▶ Prompt
From the Apocalypse 3 excerpt below, copy out everything from "It just produces" down to "bear with me.", with no character changed.

▶ Selection

Apocalypse 3
by Larry Wall
|
Pages: 1, 2, 3, 4, 5, 6
Editor's Note: this Apocalypse is out of date and remains here for historic reasons. See Synopsis 03 for the latest information.
RFC 285: Lazy Input / Context-sensitive Input
Solving this with want() is the wrong approach, but I think the
basic idea is sound because it's what people expect. And the want()
should in fact be unnecessary. Essentially, if the right side of a
list assignment produces a lazy list, and the left side requests a
finite number of elements, the list generator will only produce enough
to satisy the demand. It doesn't need to know how many in advance.
It just produces another scalar value when requested. The generator
doesn't have to be smart about its context. The motto of a lazy list
generator should be, ``Ours is not to question why, ours is but to do
(the next one) or die.''
It will be tricky to make this one work right:
($first, @rest) = 1 .. Inf;
RFC 082: Arrays: Apply operators element-wise in a list context
APL, here we come... :-)
This is by far the most difficult of these RFCs to decide, so I'm going to be doing a lot of thinking out loud here. This is research--or at least, a search. Please bear with me.

▶ Recorded data
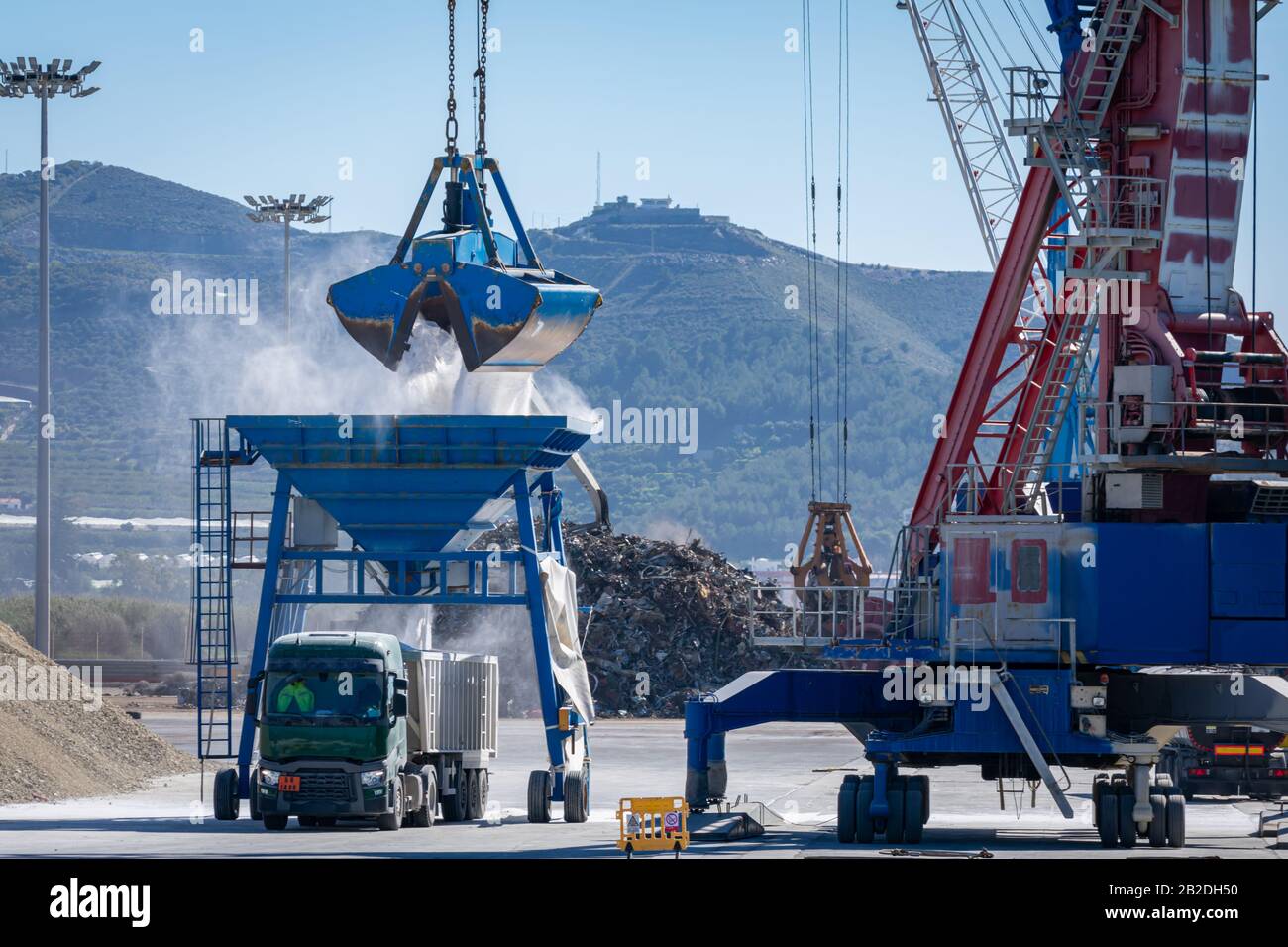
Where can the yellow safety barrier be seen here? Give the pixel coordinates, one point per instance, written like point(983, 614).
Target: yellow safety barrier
point(653, 825)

▶ Answer to the exercise
It just produces another scalar value when requested. The generator
doesn't have to be smart about its context. The motto of a lazy list
generator should be, ``Ours is not to question why, ours is but to do
(the next one) or die.''
It will be tricky to make this one work right:
($first, @rest) = 1 .. Inf;
RFC 082: Arrays: Apply operators element-wise in a list context
APL, here we come... :-)
This is by far the most difficult of these RFCs to decide, so I'm going to be doing a lot of thinking out loud here. This is research--or at least, a search. Please bear with me.